* [What the exercise asks]
Rewrite the part of the records that opens with the line containing "Target: orange flame" and runs through the end of the records, with "thickest" replaced by "widest" and everything else left unchanged.

* [Records to process]
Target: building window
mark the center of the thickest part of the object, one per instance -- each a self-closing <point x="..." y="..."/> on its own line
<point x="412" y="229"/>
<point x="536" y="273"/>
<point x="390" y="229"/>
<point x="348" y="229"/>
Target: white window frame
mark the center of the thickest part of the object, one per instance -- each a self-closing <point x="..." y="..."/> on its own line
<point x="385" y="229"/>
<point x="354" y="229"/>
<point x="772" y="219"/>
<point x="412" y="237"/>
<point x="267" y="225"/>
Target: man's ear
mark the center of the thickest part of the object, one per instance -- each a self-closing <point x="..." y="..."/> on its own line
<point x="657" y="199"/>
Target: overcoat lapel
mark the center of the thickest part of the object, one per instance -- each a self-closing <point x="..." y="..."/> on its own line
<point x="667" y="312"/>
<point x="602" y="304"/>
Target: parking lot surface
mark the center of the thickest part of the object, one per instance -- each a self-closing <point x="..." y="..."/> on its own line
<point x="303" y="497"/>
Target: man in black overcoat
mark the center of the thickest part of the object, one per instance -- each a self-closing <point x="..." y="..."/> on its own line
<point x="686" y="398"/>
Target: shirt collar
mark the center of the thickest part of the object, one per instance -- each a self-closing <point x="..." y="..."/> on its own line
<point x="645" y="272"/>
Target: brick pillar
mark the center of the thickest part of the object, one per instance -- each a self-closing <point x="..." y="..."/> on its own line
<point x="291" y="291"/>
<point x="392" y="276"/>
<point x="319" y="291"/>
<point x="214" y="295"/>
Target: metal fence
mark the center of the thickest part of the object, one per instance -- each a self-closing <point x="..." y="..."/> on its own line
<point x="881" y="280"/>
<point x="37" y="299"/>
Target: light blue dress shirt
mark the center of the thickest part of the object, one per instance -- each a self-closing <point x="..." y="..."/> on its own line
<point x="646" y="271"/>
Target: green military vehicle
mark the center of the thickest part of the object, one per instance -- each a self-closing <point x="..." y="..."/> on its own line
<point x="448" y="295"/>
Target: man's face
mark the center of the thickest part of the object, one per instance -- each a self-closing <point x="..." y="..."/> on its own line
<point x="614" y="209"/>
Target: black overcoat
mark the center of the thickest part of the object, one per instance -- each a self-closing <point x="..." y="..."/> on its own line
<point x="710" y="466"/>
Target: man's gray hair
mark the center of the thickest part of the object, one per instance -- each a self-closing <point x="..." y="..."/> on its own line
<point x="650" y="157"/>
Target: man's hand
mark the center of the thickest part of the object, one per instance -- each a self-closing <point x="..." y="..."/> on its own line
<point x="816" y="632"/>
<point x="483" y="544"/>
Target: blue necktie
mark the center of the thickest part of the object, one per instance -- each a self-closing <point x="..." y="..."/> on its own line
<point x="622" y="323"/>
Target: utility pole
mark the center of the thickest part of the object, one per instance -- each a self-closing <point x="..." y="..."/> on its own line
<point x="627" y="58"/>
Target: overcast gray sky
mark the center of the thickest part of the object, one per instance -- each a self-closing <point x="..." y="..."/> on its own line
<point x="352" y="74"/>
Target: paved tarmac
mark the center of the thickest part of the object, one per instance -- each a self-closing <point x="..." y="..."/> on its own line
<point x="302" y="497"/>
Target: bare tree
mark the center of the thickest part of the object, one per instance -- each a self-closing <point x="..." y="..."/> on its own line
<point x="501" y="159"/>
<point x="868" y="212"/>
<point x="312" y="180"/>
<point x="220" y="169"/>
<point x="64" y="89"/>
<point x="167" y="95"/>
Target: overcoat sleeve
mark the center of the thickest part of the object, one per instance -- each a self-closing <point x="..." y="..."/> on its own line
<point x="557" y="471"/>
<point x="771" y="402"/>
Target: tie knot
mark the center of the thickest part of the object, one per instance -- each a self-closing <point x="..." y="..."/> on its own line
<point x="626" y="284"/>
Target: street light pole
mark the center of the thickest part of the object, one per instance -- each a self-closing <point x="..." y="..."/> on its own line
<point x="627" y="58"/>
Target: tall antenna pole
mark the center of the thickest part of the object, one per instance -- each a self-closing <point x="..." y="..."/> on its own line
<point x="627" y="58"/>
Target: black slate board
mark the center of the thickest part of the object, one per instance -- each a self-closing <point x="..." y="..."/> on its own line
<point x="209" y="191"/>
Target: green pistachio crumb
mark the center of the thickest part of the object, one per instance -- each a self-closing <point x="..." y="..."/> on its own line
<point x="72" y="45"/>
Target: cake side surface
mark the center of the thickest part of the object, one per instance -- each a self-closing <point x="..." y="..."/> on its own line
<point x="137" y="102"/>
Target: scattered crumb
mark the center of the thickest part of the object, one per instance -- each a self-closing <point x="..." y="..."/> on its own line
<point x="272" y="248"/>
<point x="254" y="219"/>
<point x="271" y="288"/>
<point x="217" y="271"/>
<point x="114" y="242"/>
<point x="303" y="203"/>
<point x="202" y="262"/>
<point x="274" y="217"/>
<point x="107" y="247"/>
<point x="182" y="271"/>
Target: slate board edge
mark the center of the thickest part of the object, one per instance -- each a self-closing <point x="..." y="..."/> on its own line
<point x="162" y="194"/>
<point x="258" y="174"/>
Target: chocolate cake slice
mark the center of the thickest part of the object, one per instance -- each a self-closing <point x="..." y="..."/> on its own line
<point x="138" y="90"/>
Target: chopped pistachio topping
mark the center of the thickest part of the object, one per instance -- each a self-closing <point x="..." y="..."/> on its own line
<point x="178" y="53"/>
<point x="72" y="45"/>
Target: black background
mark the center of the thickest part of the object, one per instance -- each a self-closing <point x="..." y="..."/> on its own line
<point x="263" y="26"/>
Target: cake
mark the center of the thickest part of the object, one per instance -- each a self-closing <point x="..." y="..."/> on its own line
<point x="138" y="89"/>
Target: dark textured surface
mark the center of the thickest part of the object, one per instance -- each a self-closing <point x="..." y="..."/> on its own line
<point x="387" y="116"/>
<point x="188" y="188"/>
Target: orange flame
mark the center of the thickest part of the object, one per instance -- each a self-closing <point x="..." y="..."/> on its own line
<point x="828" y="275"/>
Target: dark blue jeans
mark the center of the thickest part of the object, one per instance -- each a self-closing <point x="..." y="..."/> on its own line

* [Finished exercise]
Target: orange flame
mark the center of the widest part of the object, one per instance -- each a self-closing <point x="..." y="..."/> on its own line
<point x="828" y="275"/>
Target: dark blue jeans
mark the center of the widest part of the object, one per instance -- each a self-closing <point x="..." y="..."/> on its own line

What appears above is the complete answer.